___ ARTICLE ___
In November and December 2022, it was time to continue deepening the ongoing orchestral collaboration between the CNSMDP – Conservatoire National Supérieur de Musique et de Danse de Paris and the mdw – University of Music and Performing Arts Vienna … this time in Paris. From the large pool of applicants, it ultimately proved possible to send 40 students. They ended up reuniting with more than a few familiar faces, since this was the fourth joint project following an initial series of projects in 2017/18 and a visit to the Parisians last June.
Sustainable Orchestral Travel
The Webern Symphonie Orchester’s journey to Paris by rail, for which the 43-person mdw delegation boarded a direct night train in Vienna, proved a successful experiment. It was all very simple: meet at the train station, board, put the cellos to bed and then oneself. The students’ assessment: “Fantastic, very comfortable!” By morning, they were already at the centre of Paris and could go out on their own for a while.
The rehearsals began the next day, and the schedule was a challenge: five rehearsal days for one concert at the impressive Philharmonie de Paris. This striking concert venue, sporting a reflective silver-grey avian façade by architect Jean Nouvel, opened in 2015. Inside, the Grande Salle Pierre Boulez stands out for its outstanding acoustics devised by Harold Marshall and Yasuhisa Toyota, and it offers seating for a concert audience of 2,400. This complex of buildings is used intensively for educational programmes and is also home to five orchestras including the Orchestre de Paris, Ensemble Intercontemporain, and Les Arts Florissants.
Discoveries Old and New
Back in 2018, the joint concert at the Cathédrale des Invalides in Paris had featured an intriguing programme that included a captivating Psalm by Lili Boulanger. For the 2022 concert, the two institutions decided to commission a new work. They ultimately asked Marie-Claire Sinnhuber, a Swiss-French composer and herself an alumna of the CNSMDP, to compose an work for orchestra. Her work was completed in summer 2022 and bears the title Le ravin des figures.
For many of the students, working on Sinnhuber’s music was a new experience: at first, there were questioning looks—such as upon seeing performance instructions like “flautando, comme un souffle coloré” (flautando, like coloured breath) in the violin part and “essuie-glace” (“windshield wiper” bowing) for the cellos and basses. But as they worked directly with the composer in their rehearsals, such questions merged into a collective quest for and discovery of new sounds and ways of playing. The immanently capable Alain Altinoglu led this rehearsal work: “It’s different from how things are in Berlioz; the point here is not to listen to what the others are playing. Instead, concentrate and count very precisely: everyone’s playing an individual part.”
___ RECORDED INFORMATION ___
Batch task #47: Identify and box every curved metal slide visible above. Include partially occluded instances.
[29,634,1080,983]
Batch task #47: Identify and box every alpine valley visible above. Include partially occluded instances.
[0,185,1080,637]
___
# [TASK OBJECTIVE]
Reproduce the passage of the article on the Vienna–Paris orchestral collaboration starting at "In November and" and ending at "Parisians last June.", switching "students" to "musicians".

# [EXERCISE OUTPUT]
In November and December 2022, it was time to continue deepening the ongoing orchestral collaboration between the CNSMDP – Conservatoire National Supérieur de Musique et de Danse de Paris and the mdw – University of Music and Performing Arts Vienna … this time in Paris. From the large pool of applicants, it ultimately proved possible to send 40 musicians. They ended up reuniting with more than a few familiar faces, since this was the fourth joint project following an initial series of projects in 2017/18 and a visit to the Parisians last June.